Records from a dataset
● ● ● ● ●

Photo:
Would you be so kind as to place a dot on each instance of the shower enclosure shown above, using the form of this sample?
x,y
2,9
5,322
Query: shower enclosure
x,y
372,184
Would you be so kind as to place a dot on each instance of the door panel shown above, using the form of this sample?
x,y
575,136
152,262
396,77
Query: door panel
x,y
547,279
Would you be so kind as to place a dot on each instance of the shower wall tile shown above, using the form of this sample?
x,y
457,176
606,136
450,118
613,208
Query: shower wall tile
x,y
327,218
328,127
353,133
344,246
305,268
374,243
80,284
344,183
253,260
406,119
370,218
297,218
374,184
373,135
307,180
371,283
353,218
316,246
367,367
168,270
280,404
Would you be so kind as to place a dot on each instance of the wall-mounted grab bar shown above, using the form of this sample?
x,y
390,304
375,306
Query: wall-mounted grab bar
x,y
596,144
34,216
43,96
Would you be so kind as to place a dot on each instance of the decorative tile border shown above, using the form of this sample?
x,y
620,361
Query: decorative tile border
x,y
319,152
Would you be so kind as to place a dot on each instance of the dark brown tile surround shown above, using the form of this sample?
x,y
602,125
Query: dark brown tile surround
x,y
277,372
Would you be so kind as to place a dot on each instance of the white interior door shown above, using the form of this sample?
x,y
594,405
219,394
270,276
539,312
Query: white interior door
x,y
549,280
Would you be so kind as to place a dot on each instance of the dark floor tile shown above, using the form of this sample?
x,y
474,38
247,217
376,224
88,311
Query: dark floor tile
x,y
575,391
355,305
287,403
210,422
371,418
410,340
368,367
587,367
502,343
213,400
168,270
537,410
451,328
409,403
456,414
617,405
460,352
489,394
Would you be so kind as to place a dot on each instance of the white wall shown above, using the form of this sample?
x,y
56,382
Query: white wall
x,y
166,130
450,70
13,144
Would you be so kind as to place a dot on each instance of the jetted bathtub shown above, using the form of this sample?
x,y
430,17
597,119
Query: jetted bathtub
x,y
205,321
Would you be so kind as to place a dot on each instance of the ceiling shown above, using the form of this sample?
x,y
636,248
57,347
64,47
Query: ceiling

● ● ● ● ●

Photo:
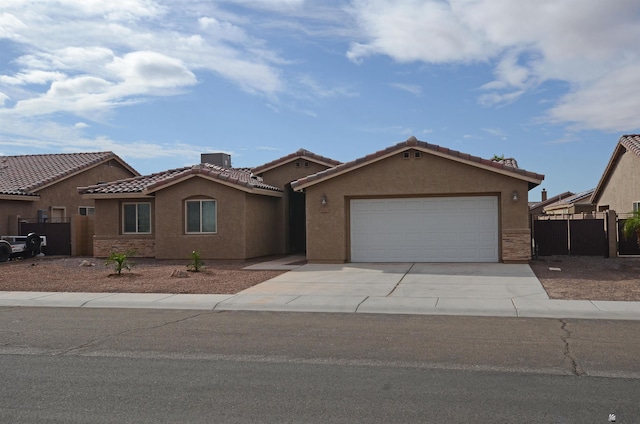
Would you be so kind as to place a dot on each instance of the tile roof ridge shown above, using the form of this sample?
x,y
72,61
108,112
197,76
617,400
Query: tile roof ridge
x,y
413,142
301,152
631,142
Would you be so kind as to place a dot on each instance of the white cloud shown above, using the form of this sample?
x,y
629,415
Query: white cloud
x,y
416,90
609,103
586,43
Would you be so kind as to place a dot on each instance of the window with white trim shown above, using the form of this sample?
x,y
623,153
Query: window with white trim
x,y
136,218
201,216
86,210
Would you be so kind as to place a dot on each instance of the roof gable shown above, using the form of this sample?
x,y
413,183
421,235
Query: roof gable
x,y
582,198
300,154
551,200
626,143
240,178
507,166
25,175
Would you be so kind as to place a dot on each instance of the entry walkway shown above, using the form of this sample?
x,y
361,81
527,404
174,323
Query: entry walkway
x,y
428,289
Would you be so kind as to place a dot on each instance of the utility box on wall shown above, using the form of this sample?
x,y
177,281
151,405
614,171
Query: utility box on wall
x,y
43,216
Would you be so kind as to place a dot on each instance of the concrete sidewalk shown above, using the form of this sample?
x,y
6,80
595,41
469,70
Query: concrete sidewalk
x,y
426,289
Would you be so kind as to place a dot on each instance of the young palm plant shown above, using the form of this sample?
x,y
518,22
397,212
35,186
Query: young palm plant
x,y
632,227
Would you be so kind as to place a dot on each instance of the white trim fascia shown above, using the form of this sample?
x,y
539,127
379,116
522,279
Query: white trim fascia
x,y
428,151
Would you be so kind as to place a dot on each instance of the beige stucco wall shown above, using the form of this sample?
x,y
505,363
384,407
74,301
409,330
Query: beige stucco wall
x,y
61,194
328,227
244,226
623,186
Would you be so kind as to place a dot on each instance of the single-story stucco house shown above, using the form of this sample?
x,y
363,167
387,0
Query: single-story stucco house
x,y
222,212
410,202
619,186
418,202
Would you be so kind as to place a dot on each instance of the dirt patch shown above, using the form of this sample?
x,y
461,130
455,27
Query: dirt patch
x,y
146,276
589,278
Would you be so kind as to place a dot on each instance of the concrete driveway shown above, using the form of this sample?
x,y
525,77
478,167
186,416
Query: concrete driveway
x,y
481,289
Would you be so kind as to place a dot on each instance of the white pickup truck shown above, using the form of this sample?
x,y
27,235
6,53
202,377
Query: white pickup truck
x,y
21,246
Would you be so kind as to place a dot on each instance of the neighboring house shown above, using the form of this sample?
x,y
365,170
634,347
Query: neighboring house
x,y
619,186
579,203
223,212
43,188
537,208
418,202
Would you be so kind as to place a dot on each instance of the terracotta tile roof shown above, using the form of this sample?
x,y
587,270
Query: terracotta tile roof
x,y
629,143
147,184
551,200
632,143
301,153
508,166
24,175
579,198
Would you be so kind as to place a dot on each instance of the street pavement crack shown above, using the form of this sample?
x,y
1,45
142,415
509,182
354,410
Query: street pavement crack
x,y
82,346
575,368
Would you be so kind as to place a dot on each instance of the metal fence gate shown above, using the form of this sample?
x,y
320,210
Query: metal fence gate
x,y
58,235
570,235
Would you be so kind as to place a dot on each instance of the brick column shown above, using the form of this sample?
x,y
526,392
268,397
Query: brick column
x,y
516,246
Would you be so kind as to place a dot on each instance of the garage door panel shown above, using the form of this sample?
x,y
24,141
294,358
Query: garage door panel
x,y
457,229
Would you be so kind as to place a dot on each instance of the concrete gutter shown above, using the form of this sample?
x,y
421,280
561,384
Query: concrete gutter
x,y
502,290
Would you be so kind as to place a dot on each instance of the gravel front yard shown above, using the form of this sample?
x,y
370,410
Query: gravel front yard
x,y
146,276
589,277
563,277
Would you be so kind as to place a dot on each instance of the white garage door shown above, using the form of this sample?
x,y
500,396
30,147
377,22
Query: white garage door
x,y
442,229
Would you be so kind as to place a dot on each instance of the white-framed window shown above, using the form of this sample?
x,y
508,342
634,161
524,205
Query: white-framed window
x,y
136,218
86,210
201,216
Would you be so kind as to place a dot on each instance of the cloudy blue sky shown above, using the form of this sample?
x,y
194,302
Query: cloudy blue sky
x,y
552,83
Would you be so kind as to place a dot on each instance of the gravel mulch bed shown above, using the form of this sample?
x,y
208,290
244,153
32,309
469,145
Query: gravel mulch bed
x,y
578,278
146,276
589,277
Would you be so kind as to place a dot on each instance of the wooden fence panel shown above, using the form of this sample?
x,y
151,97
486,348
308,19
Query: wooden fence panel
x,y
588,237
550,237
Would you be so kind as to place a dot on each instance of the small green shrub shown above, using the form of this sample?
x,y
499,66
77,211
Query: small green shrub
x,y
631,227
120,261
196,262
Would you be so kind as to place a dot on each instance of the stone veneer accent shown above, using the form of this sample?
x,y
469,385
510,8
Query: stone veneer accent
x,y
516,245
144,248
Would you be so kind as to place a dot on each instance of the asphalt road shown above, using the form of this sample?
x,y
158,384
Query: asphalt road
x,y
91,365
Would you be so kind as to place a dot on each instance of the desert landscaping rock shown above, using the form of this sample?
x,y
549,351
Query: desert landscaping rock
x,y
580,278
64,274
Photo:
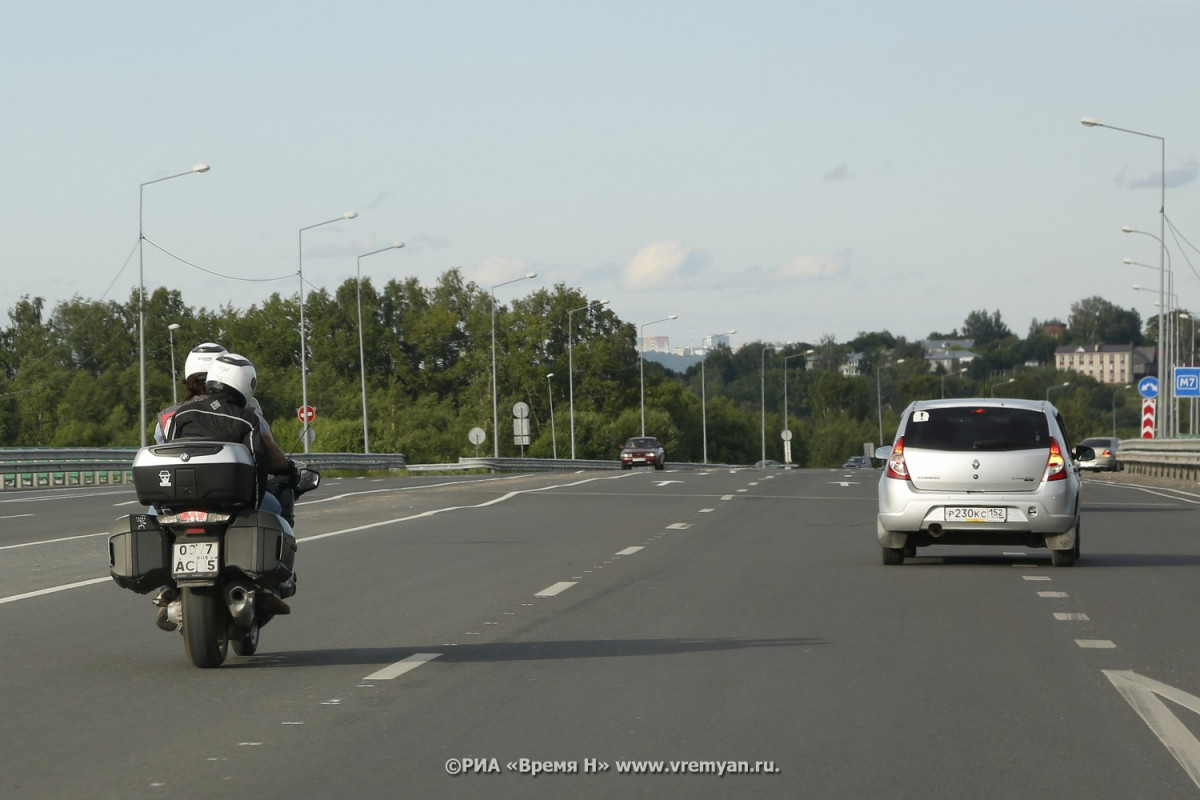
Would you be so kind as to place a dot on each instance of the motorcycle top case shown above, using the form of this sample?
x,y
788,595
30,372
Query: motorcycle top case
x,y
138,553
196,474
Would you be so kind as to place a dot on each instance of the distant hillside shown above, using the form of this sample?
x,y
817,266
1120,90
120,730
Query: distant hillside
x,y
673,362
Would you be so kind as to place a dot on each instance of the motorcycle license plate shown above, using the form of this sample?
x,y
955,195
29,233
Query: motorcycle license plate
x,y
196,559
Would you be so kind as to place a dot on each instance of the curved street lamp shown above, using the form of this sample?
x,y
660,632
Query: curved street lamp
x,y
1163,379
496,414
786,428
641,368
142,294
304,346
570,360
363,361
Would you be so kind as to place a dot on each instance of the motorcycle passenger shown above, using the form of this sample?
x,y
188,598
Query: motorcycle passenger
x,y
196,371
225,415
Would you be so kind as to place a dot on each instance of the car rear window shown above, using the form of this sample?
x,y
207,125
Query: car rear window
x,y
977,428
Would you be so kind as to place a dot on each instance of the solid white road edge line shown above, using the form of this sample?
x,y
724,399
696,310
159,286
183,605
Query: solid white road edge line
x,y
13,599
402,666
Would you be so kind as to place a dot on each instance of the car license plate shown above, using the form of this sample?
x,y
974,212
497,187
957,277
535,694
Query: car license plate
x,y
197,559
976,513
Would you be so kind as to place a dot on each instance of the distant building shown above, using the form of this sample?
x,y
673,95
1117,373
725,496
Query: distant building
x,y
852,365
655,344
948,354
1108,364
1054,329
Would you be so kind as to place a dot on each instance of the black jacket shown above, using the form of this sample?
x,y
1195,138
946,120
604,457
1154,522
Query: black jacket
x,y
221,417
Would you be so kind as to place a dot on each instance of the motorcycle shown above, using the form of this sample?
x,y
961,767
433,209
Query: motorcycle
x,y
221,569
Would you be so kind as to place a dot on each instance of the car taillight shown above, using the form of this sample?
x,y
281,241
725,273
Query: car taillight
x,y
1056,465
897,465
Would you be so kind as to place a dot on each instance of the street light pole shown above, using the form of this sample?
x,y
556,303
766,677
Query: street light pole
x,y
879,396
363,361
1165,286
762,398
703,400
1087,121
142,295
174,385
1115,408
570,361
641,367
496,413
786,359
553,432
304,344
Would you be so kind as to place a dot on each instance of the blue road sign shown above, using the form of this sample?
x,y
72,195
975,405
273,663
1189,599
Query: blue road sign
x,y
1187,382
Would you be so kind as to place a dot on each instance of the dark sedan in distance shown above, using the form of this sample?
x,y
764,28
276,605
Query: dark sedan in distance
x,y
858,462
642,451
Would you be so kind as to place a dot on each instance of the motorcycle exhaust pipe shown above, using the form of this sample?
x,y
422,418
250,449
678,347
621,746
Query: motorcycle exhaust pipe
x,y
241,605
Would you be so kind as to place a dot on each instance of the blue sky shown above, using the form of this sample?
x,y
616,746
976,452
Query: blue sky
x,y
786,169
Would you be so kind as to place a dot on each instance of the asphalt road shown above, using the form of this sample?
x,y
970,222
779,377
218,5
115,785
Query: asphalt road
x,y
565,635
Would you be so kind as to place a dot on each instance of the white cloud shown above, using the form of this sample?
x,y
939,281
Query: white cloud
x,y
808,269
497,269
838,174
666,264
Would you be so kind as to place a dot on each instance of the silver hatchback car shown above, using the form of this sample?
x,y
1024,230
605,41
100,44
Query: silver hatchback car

● ● ● ● ●

# [Your instructions]
Go through the records above, find every line with the word "hatchback", and list those lines.

# [Expected answer]
Would you be so kind as to place a dot on each instance of the silver hatchback car shown above, using the form of this sample?
Query: silver hatchback car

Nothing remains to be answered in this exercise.